▶ [The exercise] Count the lines in the items below that contain the word "orange". Reply with that number only.

▶ [Excerpted data]
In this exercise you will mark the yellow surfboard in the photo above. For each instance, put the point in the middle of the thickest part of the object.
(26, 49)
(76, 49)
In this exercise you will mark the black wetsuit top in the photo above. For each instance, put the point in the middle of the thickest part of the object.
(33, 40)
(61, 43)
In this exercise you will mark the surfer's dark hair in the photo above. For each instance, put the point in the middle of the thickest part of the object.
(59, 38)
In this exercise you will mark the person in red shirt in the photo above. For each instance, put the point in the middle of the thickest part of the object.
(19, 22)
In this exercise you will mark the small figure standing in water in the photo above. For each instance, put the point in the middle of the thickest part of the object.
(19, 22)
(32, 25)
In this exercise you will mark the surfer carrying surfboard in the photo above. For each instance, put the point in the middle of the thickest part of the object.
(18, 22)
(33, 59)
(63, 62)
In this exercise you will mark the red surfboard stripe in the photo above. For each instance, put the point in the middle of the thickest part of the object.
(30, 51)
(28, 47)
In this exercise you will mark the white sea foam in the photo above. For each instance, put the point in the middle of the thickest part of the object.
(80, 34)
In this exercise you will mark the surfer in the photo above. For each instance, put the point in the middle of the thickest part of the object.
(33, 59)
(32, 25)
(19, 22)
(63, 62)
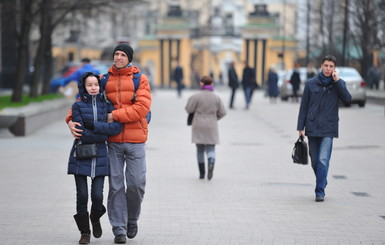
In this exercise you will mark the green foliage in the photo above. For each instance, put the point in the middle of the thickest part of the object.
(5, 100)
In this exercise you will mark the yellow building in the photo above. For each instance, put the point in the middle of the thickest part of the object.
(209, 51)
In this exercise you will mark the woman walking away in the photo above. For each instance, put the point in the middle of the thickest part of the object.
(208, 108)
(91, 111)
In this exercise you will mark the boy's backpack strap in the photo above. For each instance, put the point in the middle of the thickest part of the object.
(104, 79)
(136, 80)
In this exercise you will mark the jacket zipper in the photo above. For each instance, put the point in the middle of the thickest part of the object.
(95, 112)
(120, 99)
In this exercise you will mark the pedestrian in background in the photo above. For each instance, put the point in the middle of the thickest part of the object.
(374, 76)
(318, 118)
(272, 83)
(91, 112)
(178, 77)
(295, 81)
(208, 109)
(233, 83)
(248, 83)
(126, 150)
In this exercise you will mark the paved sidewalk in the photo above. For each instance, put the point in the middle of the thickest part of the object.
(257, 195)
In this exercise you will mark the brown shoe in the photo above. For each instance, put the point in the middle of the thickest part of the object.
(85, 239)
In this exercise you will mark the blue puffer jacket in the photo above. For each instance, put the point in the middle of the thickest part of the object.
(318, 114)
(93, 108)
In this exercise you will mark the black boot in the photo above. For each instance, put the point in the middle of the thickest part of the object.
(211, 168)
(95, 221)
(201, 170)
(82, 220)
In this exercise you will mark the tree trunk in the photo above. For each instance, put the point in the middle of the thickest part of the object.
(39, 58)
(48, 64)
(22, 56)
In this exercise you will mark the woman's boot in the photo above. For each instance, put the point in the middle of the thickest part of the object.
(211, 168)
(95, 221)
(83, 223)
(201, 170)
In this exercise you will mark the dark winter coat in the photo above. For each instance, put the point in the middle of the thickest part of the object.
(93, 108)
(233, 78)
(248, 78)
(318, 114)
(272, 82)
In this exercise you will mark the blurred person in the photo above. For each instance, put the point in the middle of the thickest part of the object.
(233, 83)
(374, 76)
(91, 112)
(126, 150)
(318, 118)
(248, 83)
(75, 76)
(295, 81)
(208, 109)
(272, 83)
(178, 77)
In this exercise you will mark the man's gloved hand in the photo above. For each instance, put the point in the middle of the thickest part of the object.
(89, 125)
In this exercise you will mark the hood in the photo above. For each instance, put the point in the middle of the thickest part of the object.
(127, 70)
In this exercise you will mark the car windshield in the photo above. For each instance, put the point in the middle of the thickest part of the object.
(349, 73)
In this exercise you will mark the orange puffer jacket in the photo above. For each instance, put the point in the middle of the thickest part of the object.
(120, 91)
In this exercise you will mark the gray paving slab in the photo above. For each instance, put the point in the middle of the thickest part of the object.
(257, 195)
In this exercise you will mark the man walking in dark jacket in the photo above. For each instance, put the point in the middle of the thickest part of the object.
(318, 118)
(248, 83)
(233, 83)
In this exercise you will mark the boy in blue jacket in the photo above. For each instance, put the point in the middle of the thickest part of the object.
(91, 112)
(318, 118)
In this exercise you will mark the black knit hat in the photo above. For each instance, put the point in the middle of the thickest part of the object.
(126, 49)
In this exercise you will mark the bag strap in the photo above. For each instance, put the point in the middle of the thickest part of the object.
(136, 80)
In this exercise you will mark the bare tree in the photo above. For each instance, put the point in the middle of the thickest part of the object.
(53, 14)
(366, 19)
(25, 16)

...

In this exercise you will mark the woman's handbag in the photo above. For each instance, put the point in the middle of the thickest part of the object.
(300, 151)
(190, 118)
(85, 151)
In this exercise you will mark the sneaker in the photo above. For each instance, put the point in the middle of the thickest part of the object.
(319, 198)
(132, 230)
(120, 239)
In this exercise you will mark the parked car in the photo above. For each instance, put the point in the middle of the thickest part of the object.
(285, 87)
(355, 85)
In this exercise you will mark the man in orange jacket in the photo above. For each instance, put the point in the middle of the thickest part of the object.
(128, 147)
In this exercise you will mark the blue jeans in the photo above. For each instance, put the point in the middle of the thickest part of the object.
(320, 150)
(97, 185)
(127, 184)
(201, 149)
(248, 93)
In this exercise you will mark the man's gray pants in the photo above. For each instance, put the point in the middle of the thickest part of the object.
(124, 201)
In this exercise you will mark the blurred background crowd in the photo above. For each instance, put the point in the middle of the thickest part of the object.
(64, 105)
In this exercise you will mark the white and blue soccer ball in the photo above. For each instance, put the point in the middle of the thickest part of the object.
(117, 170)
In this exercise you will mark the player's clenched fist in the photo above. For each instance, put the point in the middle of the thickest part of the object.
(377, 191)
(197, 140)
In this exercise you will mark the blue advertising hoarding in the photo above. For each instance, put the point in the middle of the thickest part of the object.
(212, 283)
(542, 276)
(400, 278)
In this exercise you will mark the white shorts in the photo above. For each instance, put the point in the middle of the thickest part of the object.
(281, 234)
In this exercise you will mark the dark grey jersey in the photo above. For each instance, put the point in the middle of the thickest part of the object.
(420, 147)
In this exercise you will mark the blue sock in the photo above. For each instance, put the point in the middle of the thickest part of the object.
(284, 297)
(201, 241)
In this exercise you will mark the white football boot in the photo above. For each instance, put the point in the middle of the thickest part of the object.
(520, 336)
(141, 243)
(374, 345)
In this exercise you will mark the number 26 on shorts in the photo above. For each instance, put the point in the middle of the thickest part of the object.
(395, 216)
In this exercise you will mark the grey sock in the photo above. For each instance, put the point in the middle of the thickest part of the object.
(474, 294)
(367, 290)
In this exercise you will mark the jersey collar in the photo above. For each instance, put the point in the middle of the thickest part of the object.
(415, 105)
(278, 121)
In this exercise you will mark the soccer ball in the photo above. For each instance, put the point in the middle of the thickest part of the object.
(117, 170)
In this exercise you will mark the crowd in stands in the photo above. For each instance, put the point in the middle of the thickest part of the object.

▶ [Task answer] 2